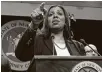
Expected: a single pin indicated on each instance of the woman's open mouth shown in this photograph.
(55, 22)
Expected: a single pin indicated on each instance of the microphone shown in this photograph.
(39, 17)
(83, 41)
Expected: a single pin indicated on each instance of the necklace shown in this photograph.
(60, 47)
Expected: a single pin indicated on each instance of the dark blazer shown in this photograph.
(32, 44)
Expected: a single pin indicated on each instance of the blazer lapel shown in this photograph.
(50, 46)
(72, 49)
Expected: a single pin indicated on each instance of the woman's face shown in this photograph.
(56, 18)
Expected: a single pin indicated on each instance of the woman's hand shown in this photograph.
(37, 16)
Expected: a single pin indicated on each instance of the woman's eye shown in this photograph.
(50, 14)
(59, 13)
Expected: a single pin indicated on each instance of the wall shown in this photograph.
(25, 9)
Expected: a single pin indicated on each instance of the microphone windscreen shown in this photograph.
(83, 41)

* * *

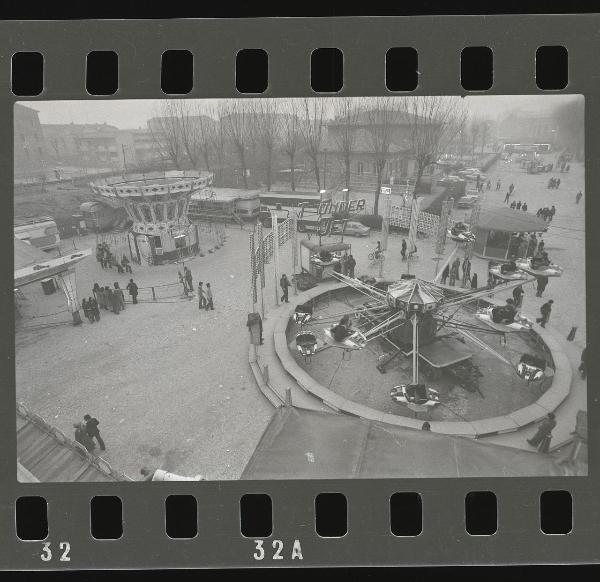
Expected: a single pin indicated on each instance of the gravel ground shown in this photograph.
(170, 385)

EXERCISE DESCRIPTION – Find every line in the records that contains the string "microphone" and copy each of those lines. Matching is case-sensitive.

EXERCISE SOLUTION –
Expected: a single pin indicated on each instance of the microphone shown in this photograph.
Expected: a single pin indicated on each instance of the microphone windscreen shown in this photograph.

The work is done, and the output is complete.